-- START OF Material for this exercise --
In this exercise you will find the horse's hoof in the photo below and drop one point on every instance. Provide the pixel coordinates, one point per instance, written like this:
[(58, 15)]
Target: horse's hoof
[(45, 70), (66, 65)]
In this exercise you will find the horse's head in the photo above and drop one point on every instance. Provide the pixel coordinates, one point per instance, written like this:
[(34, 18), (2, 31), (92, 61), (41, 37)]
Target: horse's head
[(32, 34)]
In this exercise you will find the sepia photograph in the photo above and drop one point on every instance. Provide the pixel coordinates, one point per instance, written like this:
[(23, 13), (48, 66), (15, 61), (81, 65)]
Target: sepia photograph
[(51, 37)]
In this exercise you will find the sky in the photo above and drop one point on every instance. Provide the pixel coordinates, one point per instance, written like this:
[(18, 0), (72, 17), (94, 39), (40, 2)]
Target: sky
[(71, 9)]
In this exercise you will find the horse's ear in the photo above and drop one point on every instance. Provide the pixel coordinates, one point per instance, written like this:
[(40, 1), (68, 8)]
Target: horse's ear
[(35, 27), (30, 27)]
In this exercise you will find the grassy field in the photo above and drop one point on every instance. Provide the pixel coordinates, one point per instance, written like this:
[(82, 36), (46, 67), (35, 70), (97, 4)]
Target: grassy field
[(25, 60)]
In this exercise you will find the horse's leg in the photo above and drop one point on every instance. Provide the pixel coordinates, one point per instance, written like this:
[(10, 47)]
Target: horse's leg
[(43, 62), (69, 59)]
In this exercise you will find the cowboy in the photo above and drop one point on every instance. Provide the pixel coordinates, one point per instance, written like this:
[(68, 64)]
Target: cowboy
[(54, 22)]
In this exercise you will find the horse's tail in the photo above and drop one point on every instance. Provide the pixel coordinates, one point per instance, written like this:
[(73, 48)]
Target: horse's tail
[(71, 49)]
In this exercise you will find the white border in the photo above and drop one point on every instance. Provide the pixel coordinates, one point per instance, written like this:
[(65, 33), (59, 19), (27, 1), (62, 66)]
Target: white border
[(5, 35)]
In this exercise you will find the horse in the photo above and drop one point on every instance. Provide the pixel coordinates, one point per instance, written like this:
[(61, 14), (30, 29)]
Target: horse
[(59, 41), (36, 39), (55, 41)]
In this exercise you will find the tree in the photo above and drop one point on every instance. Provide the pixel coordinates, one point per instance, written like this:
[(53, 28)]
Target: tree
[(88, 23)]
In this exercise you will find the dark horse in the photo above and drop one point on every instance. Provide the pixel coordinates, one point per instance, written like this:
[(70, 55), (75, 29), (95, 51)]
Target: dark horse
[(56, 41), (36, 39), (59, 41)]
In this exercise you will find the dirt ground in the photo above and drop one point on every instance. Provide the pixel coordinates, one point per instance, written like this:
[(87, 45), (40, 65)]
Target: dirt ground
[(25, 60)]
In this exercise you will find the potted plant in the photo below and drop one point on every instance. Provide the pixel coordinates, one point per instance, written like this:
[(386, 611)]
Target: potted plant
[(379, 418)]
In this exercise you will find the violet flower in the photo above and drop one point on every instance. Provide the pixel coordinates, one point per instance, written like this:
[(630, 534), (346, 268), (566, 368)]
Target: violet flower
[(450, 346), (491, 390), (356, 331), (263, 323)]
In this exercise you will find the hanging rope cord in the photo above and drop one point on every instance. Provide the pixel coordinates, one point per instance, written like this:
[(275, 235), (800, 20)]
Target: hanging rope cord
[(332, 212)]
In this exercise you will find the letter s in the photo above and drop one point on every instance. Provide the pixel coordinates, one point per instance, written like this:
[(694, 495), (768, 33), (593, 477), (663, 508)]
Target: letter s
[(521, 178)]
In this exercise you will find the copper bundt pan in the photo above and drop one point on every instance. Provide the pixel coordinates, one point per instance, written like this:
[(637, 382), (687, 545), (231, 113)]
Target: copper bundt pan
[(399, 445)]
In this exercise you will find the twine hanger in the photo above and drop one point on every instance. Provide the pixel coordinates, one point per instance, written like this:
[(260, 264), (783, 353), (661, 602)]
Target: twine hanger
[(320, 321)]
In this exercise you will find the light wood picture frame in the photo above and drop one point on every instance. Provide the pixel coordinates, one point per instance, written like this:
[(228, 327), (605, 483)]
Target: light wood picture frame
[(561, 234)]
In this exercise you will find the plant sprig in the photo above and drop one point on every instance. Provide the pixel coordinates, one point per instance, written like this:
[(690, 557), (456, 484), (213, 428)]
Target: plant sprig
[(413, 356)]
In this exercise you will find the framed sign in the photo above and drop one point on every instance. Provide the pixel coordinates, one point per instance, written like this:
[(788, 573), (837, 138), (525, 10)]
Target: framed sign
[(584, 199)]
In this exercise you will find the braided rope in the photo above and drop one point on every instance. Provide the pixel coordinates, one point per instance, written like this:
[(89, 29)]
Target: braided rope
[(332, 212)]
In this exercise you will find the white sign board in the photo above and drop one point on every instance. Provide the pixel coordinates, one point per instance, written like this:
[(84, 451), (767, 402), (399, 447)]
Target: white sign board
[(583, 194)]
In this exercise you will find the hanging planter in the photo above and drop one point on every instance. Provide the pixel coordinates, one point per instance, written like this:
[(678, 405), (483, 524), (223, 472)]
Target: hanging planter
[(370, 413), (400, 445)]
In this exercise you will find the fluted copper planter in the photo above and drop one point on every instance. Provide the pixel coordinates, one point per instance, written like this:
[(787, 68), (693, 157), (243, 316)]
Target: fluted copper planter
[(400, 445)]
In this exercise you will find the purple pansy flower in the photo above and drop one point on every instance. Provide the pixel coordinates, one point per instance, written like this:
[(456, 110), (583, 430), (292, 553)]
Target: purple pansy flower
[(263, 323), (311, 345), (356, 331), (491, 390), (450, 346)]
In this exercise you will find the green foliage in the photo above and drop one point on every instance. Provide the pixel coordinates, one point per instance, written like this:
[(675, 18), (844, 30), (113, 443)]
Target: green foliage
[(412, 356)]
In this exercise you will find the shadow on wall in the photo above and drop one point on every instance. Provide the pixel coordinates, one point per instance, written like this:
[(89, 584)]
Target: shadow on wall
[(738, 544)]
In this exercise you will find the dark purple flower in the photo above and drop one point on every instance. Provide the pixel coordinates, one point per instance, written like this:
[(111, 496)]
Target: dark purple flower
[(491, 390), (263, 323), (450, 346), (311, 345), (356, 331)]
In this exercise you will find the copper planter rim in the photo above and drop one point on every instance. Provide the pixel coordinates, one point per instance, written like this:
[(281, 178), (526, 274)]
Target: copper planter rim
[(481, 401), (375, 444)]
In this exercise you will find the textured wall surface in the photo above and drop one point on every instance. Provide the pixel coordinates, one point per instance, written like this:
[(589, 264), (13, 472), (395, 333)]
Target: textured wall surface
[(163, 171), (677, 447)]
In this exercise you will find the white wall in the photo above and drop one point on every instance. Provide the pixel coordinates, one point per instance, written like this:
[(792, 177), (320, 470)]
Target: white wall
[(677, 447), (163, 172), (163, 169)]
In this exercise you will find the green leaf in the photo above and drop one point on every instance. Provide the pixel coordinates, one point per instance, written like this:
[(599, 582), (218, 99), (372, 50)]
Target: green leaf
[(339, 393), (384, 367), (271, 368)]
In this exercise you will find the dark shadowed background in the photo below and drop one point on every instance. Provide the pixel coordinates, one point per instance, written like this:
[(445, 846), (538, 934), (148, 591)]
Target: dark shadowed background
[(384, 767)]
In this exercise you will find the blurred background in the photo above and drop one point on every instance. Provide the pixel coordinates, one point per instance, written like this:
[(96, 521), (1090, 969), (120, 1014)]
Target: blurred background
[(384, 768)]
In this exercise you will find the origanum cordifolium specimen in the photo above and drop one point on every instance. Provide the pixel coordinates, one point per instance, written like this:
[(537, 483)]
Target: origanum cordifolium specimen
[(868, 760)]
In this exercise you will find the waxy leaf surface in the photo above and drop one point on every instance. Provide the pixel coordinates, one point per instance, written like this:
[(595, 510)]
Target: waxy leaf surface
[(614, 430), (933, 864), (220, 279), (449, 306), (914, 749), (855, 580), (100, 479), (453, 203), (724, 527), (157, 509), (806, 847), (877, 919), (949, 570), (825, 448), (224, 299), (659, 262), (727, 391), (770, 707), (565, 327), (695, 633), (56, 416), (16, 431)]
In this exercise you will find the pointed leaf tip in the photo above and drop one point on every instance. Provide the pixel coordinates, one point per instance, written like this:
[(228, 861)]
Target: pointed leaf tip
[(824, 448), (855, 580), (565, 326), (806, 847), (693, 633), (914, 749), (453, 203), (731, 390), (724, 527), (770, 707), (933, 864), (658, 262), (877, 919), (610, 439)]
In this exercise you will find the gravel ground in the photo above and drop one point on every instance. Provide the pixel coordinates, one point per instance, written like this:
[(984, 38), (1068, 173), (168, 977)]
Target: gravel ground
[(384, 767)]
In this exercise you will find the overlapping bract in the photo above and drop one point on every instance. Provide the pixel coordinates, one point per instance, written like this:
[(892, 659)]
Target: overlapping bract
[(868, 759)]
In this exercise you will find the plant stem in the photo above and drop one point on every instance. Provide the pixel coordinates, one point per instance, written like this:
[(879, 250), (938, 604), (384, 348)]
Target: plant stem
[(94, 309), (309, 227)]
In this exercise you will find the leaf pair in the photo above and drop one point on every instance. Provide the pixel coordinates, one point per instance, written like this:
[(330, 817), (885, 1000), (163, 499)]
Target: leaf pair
-- END OF Material for this exercise --
● **Aim of the task**: Rewrite the records from the line containing "In this exercise you will find the pointed" through the end of the records, both included, keeping each request and its format sample unchanged while shifting every coordinate in the answers up by 24.

● **Written solution**:
In this exercise you will find the pointed leaf tip in the photo above and drop one point on every instance. Provide the pixel coordinates, one point per instance, written like this:
[(228, 861)]
Target: pointed leaf tip
[(848, 472), (879, 604), (589, 350), (830, 871), (717, 657), (938, 773), (477, 227), (755, 414), (748, 551), (794, 731), (957, 888), (682, 286), (901, 943), (634, 463)]
In this exercise you will find the gravel ground in the photo above and drop one point on every instance. Provide the pixel coordinates, one point per instance, written like this:
[(984, 38), (1068, 173), (168, 977)]
Target: gravel ground
[(408, 791)]
In this exercise you will find the overlapping bract in the photo above and drop one point on every instance. Provide the pixel coordinates, one point per instance, written like this:
[(892, 659)]
Target: overlapping bract
[(892, 783)]
In this exercise you will find the plant stem in the photo above and drop one point on every instance. Provide the pixel coordinates, one point per instance, written like this:
[(879, 250), (938, 604), (384, 348)]
Target: plant stem
[(118, 333), (333, 251)]
In this exercise you will find the leaf pair in the photo above and drop one point on every instance. Provide the pixel coordinates, one point per instance, written like this:
[(330, 817), (885, 1000), (163, 499)]
Target: leaf pair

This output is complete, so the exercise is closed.